Kalahari - Southern African Desert
(See the movie - "The Gods Must be Crazy")

Kalahari - A Cape-size Bulk Carrier

This page was the very first that I published. Things move on, another voyage, another chapter and this is now in the Archives. Read on!!


Flew home from Port Kembla, Australia on 6 December to Cape Town, South Africa for some hard-earned leave. My tour of duty was a bit longer than usual, just less than six months, so the break was welcome. It also gave me some key dates at home! First-off was a three day sail on a friends catamaran helping prepare for the Cape to Rio de Janeiro Yacht Race. Then came Christmas, the usual family "do", followed by my younger daughter's Sixteenth Birthday Bash on Clifton beach and the Great Millennium Roll-over. Cape Town went wild!! My wife's Birthday and our Wedding Anniversary have come and gone but the Big One was my older daughter's 21st Birthday at Leesia's Greek Restaurant at the end of January. Leesia's is still in one piece but only just!

* **EXERCISES TO COMPLETE**
A – Transcribe the Kalahari page word for word, starting at "This page was" and ending at "but only just!".
B – Pick up the Kalahari page after its last sentence and keep writing.

* **DATASET CONTENT**
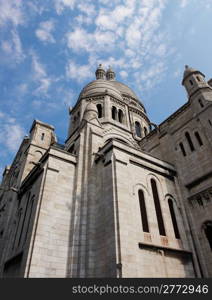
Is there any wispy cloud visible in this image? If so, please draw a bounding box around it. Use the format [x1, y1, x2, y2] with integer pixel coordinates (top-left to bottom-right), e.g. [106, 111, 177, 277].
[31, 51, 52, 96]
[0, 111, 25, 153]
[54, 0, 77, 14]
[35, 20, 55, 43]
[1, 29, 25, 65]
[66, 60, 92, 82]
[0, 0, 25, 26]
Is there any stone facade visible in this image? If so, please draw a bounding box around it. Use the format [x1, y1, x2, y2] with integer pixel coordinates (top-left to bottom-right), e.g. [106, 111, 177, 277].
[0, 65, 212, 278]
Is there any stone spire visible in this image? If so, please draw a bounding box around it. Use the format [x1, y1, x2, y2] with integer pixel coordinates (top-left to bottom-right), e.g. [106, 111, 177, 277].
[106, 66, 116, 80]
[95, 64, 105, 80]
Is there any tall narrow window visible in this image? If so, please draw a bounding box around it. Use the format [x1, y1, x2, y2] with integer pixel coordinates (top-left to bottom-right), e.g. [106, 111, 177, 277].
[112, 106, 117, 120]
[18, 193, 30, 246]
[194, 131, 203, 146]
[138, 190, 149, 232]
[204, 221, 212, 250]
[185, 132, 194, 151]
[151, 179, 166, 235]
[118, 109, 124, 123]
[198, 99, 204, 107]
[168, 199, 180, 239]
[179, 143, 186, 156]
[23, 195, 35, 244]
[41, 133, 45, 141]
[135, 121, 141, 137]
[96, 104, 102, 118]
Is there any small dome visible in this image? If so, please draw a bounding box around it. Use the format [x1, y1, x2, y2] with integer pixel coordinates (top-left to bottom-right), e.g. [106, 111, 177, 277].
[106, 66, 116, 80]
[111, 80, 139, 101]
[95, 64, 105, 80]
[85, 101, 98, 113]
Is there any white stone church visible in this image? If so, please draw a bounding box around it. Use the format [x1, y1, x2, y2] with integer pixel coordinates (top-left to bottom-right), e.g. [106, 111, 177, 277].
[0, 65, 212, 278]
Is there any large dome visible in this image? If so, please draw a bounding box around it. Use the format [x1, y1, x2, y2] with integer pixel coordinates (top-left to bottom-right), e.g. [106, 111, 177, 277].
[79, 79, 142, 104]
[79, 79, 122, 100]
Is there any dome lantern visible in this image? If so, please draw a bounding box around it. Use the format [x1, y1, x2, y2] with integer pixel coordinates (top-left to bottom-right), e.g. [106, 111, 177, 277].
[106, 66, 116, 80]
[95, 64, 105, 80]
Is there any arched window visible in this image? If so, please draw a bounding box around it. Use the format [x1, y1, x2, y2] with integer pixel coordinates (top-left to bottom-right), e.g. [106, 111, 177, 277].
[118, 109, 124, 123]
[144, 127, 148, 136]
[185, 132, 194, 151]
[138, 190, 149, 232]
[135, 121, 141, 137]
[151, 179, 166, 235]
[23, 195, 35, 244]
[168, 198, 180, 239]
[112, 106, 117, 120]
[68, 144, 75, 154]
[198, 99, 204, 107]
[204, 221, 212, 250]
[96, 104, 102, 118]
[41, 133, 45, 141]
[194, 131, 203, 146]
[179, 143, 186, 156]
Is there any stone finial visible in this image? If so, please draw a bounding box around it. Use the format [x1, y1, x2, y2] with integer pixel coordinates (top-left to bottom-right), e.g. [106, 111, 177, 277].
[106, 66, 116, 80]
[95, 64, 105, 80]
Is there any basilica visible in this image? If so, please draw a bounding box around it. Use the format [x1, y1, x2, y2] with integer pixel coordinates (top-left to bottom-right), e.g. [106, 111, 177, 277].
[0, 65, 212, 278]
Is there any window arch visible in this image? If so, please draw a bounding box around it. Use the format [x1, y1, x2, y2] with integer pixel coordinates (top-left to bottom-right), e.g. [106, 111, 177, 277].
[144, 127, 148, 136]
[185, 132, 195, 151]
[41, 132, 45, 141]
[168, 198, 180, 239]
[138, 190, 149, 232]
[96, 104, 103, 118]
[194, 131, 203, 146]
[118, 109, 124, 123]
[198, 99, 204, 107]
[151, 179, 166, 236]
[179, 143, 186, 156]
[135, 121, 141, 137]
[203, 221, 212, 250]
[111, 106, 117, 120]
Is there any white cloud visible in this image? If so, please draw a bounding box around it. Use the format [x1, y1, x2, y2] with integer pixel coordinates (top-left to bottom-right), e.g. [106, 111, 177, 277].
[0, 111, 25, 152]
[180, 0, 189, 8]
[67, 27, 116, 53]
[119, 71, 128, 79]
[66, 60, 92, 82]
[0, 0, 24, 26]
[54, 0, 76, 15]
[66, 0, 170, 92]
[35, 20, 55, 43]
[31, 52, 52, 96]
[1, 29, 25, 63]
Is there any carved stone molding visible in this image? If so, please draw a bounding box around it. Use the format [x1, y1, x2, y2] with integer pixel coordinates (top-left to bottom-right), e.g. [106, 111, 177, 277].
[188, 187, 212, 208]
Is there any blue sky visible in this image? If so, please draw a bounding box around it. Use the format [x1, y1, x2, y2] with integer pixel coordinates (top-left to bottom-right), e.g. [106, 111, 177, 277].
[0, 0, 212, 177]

* **EXERCISE RESPONSES**
A –
This page was the very first that I published. Things move on, another voyage, another chapter and this is now in the Archives. Read on!!


Flew home from Port Kembla, Australia on 6 December to Cape Town, South Africa for some hard-earned leave. My tour of duty was a bit longer than usual, just less than six months, so the break was welcome. It also gave me some key dates at home! First-off was a three day sail on a friends catamaran helping prepare for the Cape to Rio de Janeiro Yacht Race. Then came Christmas, the usual family "do", followed by my younger daughter's Sixteenth Birthday Bash on Clifton beach and the Great Millennium Roll-over. Cape Town went wild!! My wife's Birthday and our Wedding Anniversary have come and gone but the Big One was my older daughter's 21st Birthday at Leesia's Greek Restaurant at the end of January. Leesia's is still in one piece but only just!

B –
I flew to Paris and took the fast train to Dunkirk. Flying is a part of our lives, we join and leave ships all over the world. A taxi took me to the bulk carrier "Kalahari" after a night in a hotel. The handover was the normal routine of counting the money in the safe and having a good look at the ship. Then Captain "Big Joe" Birtles flew home to Johannesburg for a hard-earned break. After discharging a full load of coal we sailed on 24/6/99, steering rhumb line courses for Guayacan, Chile via Cape Horn. The weather was very good. Traffic in the Straits of Dover is lighter than it used to be as there are fewer ships although they are bigger and faster. Ferries cross the straits and there are yachts and fishing boats to watch out for, we navigate with caution! Out in the Bay of Biscay traffic thinned out and the weather got a bit foggy, with a choppy sea, which is better than it can be! South past the Canary Islands, across the Equator and on to the coast of Brazil and Argentina the weather held. The speed required by the Charterer was "most economical", which for the Kalahari is about 13.00 knots. Maximum is 15.00 kts when in ballast, 14.25 kts when loaded. The weather turned windy on approaching Cape horn.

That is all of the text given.